TASK PROMPT
State how many lines of the records below contain the string "horse", treating uppercase and lowercase as different. Give only the number.

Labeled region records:
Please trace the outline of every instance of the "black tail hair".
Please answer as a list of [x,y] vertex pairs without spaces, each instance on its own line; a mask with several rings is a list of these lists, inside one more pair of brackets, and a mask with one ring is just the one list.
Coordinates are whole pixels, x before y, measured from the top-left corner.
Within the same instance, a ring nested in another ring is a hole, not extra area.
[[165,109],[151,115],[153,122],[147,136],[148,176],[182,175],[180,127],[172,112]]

--

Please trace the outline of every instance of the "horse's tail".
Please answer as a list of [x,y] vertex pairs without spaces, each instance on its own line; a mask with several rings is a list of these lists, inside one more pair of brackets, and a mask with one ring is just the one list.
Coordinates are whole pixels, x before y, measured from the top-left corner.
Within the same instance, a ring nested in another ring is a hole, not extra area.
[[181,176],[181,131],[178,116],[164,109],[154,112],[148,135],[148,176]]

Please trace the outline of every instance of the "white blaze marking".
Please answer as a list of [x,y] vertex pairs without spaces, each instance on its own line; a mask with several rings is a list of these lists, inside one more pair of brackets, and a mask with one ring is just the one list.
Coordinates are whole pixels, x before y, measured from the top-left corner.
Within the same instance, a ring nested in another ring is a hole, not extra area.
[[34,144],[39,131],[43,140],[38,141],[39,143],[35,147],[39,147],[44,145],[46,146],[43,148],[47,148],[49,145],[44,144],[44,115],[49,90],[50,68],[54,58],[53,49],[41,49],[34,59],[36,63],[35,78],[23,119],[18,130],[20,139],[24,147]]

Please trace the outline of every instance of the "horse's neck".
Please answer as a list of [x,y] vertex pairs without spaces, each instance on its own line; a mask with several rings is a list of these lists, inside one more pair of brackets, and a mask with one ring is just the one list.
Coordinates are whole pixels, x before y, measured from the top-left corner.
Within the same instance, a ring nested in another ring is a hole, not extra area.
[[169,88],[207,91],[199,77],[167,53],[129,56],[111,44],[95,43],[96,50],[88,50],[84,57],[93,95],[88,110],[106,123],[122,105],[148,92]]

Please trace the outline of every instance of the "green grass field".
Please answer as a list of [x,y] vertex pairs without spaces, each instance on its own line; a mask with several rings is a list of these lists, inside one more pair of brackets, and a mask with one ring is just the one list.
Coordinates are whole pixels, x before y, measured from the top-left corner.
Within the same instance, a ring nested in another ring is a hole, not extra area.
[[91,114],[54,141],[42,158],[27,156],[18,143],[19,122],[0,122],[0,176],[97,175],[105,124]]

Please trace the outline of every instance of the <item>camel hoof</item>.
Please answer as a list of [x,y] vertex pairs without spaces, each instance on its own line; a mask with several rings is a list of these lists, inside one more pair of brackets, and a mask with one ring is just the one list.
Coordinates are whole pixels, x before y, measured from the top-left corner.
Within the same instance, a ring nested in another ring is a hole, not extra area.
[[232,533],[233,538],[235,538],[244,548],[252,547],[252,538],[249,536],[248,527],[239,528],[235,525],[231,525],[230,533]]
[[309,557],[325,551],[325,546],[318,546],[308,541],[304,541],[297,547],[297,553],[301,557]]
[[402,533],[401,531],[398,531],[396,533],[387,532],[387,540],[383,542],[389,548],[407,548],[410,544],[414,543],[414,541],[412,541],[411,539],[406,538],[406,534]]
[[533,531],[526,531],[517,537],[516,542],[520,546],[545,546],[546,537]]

* * *

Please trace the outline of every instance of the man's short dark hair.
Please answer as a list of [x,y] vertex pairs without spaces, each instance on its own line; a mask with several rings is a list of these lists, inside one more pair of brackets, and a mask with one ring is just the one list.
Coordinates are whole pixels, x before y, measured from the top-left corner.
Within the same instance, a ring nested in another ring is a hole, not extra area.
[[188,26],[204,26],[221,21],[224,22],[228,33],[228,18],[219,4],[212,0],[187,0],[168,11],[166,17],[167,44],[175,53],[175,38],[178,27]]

TASK ANSWER
2